(Exercise directions): Count the lines of the records below that contain the word "gravel", and reply with that number alone.

(Coordinate annotation records):
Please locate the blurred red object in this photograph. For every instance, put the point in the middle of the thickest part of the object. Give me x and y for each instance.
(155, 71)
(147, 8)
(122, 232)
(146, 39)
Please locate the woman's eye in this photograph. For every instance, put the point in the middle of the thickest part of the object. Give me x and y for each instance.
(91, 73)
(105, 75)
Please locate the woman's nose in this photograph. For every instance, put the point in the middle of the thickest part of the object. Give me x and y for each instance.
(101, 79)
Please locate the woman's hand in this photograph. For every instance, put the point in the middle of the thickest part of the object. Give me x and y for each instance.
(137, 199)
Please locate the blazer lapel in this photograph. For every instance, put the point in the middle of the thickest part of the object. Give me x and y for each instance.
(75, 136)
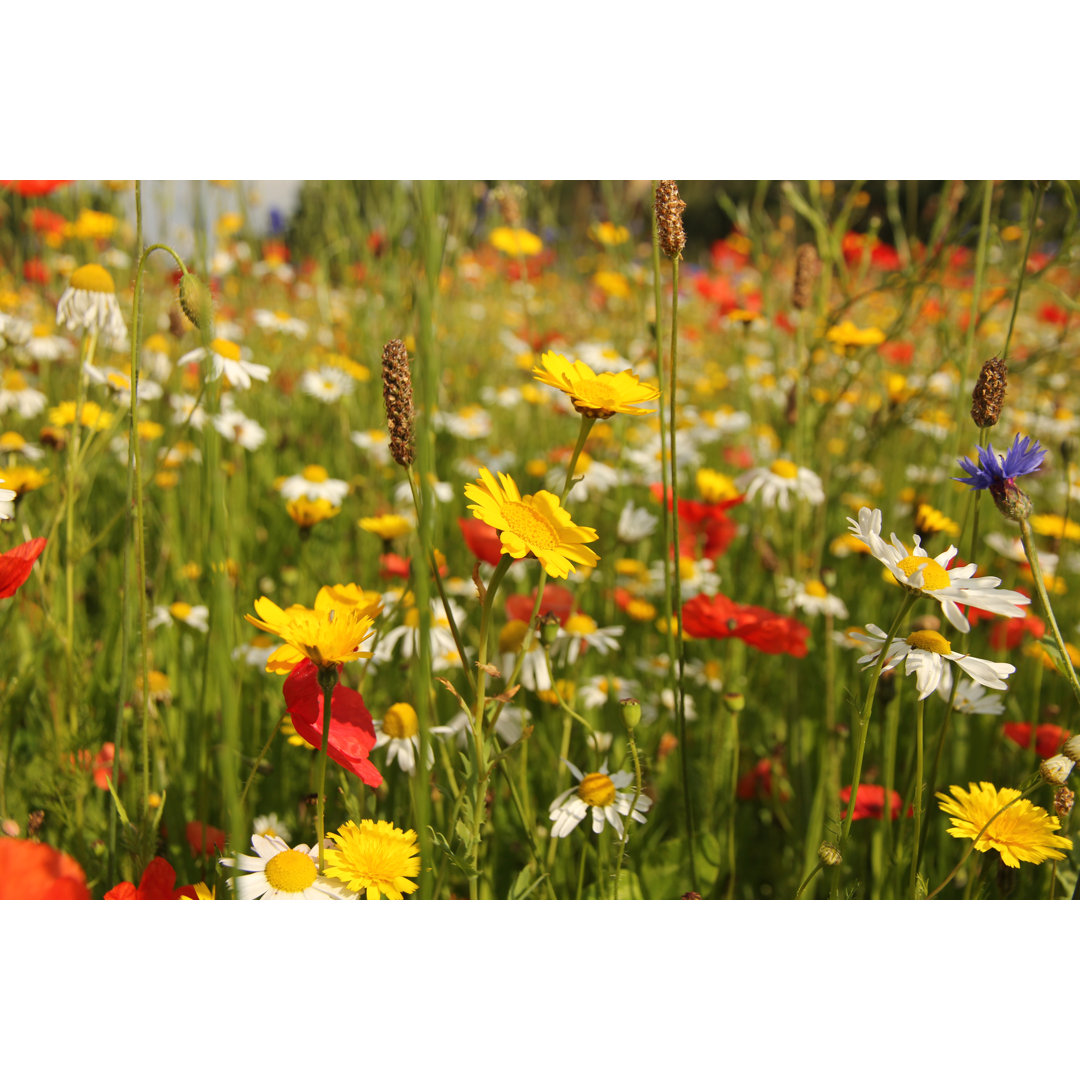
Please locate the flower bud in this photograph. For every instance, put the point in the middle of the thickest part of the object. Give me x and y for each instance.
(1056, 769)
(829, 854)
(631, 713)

==

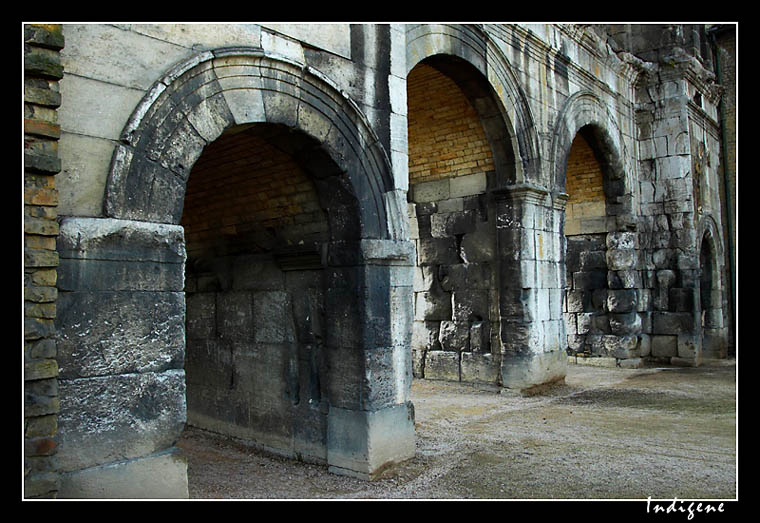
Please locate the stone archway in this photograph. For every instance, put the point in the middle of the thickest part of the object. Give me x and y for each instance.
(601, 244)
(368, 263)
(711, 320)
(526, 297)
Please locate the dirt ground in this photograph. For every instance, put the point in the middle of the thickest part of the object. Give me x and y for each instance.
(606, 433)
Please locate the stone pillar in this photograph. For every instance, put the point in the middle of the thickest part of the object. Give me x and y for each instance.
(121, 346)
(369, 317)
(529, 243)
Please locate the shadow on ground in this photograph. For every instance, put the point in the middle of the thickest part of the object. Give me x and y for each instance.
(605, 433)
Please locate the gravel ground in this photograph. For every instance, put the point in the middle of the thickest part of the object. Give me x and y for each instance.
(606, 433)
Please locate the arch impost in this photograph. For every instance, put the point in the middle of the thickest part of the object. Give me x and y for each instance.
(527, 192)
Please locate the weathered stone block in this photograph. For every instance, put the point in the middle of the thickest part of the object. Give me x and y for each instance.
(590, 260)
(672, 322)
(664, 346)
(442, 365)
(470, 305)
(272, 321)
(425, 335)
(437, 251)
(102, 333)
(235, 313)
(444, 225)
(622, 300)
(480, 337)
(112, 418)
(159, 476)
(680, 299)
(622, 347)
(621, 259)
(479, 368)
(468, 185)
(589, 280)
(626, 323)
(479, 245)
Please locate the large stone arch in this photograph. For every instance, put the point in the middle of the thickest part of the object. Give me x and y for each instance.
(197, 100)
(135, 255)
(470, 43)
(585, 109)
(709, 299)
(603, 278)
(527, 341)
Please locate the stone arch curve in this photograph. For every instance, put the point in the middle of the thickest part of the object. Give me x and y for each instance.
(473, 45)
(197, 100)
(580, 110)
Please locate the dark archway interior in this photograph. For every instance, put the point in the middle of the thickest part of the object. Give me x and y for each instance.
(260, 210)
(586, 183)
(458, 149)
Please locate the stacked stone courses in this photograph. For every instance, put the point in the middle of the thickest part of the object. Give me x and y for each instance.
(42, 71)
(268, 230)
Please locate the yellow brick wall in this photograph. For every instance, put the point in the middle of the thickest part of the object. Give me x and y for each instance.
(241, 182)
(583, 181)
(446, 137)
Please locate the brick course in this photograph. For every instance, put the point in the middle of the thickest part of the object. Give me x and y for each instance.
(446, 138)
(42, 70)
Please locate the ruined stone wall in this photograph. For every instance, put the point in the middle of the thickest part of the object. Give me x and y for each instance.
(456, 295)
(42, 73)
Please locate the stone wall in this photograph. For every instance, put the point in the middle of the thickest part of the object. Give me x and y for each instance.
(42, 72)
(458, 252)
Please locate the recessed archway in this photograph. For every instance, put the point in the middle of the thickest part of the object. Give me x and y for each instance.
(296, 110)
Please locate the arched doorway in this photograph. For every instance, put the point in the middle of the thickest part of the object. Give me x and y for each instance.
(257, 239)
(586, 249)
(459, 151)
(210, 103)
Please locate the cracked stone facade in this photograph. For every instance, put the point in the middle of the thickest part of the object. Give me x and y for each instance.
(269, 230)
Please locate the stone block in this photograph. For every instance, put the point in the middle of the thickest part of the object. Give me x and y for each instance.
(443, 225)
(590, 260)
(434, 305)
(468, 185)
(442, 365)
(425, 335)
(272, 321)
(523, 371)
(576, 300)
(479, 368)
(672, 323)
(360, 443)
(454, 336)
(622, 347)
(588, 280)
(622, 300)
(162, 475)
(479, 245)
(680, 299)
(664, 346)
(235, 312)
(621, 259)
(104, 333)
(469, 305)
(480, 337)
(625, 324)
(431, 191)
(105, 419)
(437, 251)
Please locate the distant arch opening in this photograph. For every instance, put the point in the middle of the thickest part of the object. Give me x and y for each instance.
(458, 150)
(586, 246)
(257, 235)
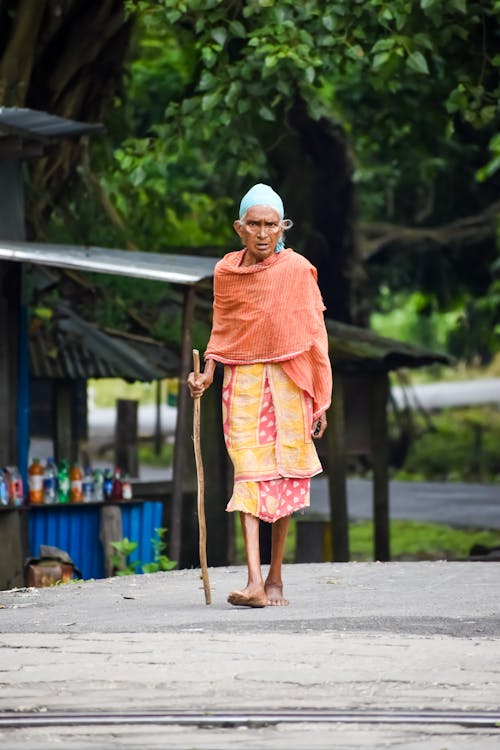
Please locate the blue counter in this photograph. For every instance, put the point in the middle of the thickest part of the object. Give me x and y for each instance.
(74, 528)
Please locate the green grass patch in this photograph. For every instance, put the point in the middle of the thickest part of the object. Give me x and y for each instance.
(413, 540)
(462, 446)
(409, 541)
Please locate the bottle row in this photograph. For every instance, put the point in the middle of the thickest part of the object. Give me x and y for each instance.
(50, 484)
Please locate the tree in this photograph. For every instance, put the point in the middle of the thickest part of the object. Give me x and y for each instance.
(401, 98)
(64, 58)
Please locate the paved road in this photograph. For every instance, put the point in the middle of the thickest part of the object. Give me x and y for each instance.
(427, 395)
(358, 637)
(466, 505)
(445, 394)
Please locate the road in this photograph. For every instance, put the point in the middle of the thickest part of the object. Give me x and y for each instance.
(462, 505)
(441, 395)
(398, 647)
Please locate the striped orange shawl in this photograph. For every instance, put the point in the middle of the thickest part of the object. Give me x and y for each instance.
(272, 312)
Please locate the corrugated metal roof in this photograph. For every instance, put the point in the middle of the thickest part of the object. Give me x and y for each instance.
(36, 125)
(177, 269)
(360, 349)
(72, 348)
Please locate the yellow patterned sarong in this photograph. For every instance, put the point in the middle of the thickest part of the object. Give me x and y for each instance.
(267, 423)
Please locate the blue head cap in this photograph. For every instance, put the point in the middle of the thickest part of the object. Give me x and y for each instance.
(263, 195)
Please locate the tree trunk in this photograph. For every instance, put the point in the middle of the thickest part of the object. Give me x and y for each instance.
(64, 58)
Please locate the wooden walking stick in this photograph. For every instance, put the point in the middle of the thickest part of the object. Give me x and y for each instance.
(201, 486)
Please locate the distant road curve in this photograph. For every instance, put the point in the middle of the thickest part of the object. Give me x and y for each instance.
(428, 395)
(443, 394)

(Exercise answer): 1